------ EXERCISE MATERIAL ------

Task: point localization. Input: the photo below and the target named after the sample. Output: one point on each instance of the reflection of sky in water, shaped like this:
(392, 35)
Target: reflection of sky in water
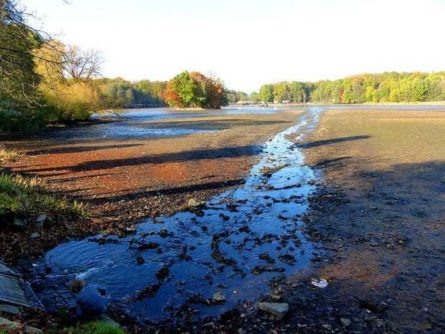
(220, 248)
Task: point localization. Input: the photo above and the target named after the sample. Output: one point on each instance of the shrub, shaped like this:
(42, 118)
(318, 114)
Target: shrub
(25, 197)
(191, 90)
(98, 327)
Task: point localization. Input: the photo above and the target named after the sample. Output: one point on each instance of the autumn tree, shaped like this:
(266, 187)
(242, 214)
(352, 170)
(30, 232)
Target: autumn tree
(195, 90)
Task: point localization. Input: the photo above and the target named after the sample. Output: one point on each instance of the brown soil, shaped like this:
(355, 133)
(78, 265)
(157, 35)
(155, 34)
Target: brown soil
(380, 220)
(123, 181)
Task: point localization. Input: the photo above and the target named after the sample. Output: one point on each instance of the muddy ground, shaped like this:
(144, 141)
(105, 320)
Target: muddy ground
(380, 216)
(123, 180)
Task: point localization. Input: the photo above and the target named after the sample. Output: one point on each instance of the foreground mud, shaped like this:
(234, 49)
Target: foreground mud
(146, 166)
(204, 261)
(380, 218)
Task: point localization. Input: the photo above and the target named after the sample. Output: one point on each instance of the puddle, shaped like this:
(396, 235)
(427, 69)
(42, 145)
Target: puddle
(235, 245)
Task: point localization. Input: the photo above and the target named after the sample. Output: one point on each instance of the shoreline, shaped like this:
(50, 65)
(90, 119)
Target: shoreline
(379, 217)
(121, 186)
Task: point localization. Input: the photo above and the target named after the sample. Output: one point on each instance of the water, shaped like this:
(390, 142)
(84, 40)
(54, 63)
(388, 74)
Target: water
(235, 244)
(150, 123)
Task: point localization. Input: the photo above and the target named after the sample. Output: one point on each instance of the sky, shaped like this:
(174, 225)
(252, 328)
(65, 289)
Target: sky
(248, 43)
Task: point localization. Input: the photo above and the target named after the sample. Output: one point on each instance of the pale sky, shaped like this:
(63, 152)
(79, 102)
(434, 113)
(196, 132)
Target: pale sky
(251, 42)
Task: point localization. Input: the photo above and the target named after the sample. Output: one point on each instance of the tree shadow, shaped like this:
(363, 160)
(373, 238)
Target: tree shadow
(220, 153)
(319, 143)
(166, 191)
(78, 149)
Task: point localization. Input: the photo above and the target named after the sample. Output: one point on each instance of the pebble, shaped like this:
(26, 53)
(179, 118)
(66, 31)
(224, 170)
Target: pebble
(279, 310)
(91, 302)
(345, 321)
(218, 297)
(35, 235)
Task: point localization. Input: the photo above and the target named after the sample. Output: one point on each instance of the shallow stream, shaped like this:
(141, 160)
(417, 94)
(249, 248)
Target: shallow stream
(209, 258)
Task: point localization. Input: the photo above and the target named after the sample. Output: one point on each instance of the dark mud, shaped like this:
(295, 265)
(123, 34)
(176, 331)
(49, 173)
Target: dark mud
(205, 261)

------
------ EXERCISE MATERIAL ------

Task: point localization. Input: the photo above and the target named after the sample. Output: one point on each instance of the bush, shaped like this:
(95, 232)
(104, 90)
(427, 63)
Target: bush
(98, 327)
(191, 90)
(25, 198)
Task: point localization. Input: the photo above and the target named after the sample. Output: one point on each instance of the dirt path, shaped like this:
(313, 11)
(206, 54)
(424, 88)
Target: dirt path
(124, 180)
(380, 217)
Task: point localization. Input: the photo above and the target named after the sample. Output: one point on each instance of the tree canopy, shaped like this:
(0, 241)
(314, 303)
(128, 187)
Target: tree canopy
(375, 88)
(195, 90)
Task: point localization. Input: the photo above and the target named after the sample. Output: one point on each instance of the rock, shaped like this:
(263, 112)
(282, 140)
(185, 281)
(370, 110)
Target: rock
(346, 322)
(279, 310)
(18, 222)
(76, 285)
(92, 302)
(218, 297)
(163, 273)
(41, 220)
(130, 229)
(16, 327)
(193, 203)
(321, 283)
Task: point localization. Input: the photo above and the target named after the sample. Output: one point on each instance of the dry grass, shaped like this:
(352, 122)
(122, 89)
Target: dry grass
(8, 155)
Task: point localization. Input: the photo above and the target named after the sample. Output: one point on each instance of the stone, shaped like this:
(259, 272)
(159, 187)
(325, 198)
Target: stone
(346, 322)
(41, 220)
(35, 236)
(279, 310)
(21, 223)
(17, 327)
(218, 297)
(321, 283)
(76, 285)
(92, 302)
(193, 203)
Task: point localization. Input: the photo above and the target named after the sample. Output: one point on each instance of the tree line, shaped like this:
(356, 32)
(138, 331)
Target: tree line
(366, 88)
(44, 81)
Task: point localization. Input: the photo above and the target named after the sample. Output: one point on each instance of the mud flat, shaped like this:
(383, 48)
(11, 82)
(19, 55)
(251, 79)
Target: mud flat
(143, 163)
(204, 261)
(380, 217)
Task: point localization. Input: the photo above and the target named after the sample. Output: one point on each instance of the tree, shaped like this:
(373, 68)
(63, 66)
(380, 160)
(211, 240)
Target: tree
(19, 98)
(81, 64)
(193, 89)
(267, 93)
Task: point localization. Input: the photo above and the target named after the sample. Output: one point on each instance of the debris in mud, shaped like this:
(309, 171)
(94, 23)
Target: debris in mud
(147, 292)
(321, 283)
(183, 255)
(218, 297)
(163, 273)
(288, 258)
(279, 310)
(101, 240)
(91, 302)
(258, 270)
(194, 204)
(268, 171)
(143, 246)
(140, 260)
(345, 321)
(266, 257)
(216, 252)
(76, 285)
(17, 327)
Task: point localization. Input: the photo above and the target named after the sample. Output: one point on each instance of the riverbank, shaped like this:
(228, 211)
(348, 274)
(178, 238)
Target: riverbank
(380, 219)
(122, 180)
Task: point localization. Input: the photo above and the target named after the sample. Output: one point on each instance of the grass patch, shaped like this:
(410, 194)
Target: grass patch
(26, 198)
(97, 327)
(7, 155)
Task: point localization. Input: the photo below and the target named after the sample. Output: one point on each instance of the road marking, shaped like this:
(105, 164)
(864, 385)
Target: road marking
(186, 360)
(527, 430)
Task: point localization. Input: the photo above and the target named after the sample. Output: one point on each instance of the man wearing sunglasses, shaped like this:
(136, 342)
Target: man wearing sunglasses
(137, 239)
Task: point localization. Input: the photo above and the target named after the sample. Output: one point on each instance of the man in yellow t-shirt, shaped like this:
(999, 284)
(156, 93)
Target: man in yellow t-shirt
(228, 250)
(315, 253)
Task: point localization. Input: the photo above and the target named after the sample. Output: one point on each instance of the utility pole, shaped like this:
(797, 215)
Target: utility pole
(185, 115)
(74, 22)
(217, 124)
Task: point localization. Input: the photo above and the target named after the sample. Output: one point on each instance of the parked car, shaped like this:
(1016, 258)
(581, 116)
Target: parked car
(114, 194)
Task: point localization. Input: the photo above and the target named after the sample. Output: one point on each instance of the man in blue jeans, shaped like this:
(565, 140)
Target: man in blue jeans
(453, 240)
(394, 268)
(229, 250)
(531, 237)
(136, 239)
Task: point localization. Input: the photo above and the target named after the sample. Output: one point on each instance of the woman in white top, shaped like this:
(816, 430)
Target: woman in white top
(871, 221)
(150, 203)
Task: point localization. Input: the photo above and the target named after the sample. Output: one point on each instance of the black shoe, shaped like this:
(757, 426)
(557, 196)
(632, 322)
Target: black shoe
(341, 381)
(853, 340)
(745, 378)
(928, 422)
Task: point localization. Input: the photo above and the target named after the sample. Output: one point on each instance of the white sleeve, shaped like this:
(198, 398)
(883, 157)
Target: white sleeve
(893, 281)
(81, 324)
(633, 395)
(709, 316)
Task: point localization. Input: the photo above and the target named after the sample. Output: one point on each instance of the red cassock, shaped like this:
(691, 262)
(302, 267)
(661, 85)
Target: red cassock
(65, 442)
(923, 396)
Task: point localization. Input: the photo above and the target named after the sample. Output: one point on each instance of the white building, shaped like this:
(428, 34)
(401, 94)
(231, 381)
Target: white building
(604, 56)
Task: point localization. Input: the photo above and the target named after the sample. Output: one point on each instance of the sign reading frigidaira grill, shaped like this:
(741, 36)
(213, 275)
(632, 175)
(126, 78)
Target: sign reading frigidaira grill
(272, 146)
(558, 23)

------
------ EXERCISE MATERIAL ------

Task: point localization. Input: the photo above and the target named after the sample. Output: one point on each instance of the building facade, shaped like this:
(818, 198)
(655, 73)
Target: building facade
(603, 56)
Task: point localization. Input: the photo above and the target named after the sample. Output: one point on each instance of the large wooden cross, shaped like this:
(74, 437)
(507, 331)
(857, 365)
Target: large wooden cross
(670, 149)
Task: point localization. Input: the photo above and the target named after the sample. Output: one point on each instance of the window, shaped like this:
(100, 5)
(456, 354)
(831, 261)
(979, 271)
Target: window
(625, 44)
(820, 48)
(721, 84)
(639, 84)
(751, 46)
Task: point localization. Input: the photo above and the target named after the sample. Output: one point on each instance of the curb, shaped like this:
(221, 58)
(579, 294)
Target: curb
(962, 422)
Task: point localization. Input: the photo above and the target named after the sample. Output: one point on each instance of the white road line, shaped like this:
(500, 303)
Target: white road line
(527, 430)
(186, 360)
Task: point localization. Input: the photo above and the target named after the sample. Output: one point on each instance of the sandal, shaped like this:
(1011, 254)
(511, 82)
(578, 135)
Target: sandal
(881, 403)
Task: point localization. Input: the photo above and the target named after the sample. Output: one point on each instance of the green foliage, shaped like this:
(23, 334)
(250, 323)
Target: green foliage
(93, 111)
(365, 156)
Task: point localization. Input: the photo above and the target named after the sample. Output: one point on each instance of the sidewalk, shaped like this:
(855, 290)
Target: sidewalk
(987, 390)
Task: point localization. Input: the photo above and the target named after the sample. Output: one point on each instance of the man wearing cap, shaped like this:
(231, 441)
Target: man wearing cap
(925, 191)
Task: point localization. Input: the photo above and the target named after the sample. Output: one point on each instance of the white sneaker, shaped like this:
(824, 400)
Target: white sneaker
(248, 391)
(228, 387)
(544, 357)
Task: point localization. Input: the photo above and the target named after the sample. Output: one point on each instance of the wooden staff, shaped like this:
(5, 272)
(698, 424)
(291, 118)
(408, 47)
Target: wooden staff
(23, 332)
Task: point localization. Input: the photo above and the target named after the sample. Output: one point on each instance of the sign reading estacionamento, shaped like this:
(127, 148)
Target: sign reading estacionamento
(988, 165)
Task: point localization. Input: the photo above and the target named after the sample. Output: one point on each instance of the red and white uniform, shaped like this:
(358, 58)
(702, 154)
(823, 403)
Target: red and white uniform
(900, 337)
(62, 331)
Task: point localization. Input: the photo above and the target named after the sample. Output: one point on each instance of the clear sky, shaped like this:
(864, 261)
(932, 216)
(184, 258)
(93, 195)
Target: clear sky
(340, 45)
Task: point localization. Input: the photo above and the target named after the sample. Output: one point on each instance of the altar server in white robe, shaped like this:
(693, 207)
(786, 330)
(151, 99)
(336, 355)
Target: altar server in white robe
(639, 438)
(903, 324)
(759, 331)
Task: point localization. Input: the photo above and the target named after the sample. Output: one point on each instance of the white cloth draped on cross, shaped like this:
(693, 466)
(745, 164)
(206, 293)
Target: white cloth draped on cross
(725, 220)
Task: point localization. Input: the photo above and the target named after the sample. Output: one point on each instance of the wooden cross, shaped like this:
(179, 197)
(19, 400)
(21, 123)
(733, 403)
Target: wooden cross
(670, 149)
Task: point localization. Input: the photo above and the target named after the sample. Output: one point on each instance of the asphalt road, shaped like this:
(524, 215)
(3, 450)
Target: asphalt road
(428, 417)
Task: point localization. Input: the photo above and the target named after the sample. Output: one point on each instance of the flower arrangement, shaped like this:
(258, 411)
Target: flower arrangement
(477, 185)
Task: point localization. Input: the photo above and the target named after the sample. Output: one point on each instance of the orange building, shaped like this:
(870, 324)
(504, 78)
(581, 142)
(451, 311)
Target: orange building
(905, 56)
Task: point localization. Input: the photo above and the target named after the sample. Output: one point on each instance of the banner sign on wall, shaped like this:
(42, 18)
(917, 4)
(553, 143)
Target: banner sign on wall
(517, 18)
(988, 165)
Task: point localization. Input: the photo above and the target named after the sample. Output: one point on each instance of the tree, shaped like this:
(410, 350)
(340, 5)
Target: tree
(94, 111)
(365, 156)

------

* SHORT PROBLEM:
Go through the material above and copy out every line that contains the word "asphalt".

* WRITTEN RESPONSE:
Task: point localization. Input: the photo above and the target named after the sample. Output: one point on each instance of the asphalt road, shaped like this:
Target: asphalt road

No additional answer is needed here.